Work request: Reproduce the records exactly, beginning with their first line and ending with the line that contains "negative clicks: (1459, 314) (1453, 270)", and output nothing more.

Supplied information:
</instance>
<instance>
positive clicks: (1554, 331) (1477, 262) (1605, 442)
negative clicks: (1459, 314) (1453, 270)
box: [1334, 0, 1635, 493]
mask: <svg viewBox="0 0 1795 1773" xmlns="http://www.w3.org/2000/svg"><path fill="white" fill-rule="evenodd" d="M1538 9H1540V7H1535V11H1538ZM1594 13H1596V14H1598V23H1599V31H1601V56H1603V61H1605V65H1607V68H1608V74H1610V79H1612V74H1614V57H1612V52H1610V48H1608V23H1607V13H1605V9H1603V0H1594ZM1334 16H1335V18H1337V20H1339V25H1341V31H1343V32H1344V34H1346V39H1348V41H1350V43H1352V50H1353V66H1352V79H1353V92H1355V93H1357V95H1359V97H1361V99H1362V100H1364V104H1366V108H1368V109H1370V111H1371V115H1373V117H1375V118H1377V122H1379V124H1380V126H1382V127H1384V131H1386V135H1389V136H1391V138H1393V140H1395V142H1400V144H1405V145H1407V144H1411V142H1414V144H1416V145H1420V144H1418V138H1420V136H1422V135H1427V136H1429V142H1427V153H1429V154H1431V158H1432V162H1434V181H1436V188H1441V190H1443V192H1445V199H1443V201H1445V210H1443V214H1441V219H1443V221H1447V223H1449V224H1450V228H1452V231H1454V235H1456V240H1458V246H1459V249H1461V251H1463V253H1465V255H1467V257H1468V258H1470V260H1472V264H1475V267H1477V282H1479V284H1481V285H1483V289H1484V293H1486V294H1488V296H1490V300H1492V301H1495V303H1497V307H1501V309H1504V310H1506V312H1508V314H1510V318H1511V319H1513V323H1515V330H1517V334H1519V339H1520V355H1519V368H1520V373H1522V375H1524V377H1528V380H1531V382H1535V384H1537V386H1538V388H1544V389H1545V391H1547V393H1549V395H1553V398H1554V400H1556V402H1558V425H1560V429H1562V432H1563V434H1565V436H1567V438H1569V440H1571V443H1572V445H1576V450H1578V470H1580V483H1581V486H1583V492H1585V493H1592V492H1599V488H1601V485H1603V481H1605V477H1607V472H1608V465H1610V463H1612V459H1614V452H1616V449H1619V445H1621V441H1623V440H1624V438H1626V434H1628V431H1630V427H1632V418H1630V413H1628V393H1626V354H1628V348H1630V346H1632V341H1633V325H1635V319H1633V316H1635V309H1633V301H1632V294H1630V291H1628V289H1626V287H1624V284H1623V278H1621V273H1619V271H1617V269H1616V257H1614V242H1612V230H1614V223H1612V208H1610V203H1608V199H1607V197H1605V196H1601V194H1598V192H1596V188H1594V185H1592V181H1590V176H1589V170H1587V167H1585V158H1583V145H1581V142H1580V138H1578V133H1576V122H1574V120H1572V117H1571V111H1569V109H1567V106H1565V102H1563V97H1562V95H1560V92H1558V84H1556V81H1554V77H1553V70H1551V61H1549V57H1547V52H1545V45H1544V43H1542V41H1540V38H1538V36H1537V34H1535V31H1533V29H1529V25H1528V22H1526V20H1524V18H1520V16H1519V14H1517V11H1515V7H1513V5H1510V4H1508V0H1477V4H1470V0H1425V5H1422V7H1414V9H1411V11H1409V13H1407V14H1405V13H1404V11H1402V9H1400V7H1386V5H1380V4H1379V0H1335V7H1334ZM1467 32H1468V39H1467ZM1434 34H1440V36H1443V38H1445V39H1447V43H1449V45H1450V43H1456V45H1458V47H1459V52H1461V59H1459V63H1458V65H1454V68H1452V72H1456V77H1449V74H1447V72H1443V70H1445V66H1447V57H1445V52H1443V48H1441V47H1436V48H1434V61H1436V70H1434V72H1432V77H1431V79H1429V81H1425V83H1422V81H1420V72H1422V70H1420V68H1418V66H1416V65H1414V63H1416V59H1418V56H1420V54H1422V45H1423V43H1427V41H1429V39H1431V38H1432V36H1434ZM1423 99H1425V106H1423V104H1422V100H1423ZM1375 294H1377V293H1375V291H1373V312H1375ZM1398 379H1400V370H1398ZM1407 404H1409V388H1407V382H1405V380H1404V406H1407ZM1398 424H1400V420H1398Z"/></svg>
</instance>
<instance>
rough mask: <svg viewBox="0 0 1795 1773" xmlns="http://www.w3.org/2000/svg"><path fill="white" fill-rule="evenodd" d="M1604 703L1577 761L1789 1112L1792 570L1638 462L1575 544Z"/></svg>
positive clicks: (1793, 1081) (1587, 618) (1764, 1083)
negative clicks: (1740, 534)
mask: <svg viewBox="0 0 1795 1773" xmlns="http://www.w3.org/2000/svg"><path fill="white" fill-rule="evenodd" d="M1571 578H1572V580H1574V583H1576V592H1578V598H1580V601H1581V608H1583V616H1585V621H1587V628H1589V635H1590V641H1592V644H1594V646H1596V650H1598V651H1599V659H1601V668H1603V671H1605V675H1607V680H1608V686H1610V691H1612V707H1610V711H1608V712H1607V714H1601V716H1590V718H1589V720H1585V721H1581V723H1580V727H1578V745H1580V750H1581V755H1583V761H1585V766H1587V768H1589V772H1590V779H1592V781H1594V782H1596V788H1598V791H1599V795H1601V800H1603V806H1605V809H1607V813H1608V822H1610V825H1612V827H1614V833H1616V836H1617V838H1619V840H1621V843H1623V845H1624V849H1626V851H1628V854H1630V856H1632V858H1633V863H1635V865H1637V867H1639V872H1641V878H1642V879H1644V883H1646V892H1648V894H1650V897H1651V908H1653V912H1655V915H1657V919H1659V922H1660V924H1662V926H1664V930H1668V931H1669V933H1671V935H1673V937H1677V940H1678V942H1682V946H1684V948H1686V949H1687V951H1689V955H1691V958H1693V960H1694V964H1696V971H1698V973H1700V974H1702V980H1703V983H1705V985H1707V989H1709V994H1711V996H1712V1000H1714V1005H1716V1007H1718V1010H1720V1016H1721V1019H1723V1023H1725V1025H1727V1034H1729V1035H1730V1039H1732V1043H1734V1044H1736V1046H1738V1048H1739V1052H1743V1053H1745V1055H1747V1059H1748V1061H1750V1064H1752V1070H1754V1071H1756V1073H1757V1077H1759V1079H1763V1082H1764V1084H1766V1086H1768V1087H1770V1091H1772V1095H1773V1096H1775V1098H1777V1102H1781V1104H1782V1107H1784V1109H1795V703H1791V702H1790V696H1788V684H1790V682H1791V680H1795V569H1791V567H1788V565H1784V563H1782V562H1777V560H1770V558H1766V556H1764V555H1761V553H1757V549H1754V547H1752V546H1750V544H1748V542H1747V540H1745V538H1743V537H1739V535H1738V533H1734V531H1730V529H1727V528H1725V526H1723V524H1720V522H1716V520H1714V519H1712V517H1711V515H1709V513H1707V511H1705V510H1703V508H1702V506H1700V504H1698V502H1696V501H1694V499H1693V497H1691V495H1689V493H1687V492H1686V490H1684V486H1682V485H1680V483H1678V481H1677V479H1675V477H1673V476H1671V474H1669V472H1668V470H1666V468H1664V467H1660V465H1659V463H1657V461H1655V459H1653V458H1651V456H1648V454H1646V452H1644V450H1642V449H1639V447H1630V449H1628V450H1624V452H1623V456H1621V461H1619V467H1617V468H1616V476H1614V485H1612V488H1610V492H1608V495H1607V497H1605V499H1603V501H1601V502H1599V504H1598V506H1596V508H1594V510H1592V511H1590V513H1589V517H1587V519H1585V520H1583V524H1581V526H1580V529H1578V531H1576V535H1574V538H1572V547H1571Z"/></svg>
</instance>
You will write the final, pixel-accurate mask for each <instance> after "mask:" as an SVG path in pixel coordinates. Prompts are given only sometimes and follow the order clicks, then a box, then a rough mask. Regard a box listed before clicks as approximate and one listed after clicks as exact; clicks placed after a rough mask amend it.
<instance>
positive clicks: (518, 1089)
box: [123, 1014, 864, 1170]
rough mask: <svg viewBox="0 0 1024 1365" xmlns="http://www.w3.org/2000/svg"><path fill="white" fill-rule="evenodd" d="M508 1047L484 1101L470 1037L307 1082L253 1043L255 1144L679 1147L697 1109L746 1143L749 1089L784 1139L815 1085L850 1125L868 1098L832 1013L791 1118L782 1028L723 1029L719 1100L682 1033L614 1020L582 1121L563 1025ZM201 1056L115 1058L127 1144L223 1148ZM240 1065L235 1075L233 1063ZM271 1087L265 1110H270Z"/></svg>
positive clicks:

Result:
</instance>
<instance>
positive clicks: (1554, 331) (1477, 262) (1605, 442)
negative clicks: (1459, 314) (1453, 270)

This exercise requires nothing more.